=== AIM ===
List each line of the records below that contains the word "green".

=== DATASET CONTENT ===
————
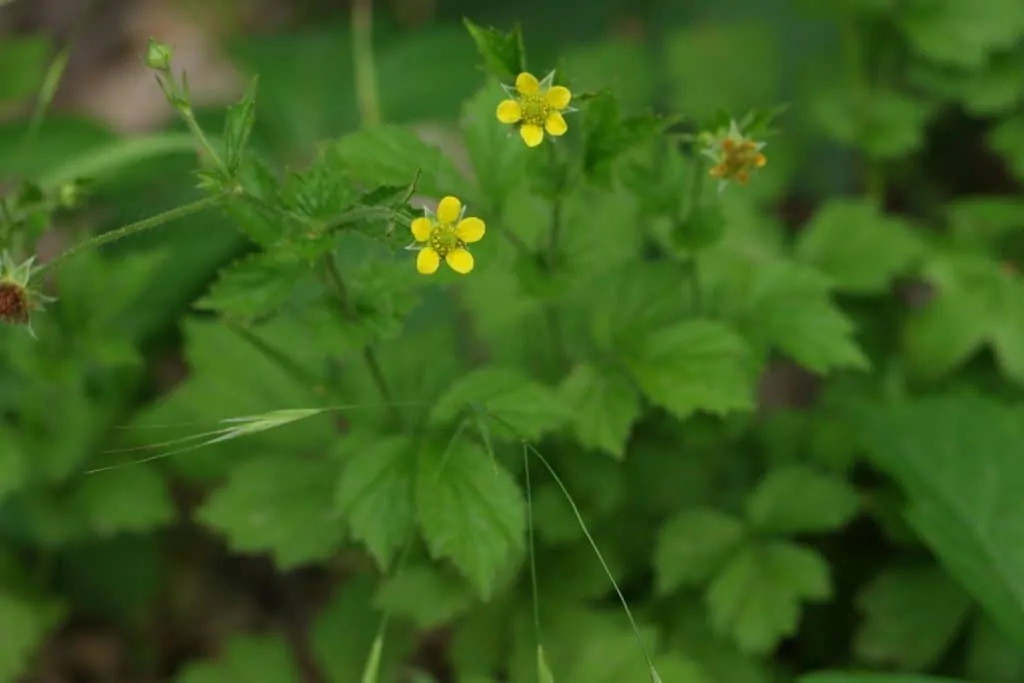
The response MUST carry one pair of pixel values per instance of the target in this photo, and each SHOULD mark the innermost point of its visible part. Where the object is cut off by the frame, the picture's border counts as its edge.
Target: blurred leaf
(503, 52)
(132, 499)
(265, 658)
(960, 459)
(859, 247)
(757, 598)
(603, 404)
(697, 366)
(799, 500)
(375, 495)
(424, 595)
(514, 407)
(471, 513)
(693, 546)
(911, 617)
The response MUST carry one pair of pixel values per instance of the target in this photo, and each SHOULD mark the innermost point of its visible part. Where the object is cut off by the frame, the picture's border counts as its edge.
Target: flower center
(535, 110)
(443, 240)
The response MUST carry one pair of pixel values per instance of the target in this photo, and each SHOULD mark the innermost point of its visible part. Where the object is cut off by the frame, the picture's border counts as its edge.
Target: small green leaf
(797, 500)
(127, 500)
(757, 598)
(515, 407)
(503, 53)
(470, 513)
(911, 617)
(697, 366)
(424, 595)
(693, 546)
(861, 249)
(603, 404)
(265, 658)
(375, 494)
(278, 504)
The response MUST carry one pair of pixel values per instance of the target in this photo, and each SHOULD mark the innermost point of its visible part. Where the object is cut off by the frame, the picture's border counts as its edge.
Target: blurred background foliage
(101, 579)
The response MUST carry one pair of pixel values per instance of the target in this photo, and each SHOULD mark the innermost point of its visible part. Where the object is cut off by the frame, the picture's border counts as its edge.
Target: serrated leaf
(254, 286)
(392, 155)
(799, 500)
(960, 460)
(24, 623)
(603, 404)
(697, 366)
(503, 52)
(757, 598)
(515, 407)
(424, 595)
(471, 513)
(856, 245)
(279, 504)
(265, 658)
(132, 499)
(375, 494)
(692, 546)
(911, 616)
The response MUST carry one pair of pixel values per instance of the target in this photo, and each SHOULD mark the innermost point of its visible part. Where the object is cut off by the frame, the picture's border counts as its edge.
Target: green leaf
(796, 500)
(128, 500)
(962, 33)
(757, 598)
(23, 61)
(692, 546)
(960, 459)
(856, 245)
(24, 623)
(278, 504)
(254, 286)
(392, 155)
(471, 513)
(911, 617)
(503, 52)
(603, 404)
(697, 366)
(424, 595)
(515, 407)
(265, 658)
(375, 495)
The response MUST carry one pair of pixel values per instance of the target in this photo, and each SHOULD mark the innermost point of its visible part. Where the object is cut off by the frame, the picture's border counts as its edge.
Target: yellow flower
(536, 107)
(734, 155)
(445, 235)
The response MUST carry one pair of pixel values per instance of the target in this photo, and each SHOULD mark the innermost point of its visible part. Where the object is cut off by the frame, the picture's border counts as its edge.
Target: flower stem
(133, 228)
(369, 355)
(363, 57)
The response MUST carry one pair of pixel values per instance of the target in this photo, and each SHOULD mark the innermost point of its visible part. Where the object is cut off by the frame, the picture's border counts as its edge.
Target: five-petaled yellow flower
(445, 235)
(536, 107)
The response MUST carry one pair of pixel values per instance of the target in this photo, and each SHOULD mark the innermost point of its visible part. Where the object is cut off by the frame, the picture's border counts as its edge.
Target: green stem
(363, 57)
(369, 355)
(133, 228)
————
=== COMPLETE ANSWER ===
Target: small green leaf
Target: green leaf
Target: green stem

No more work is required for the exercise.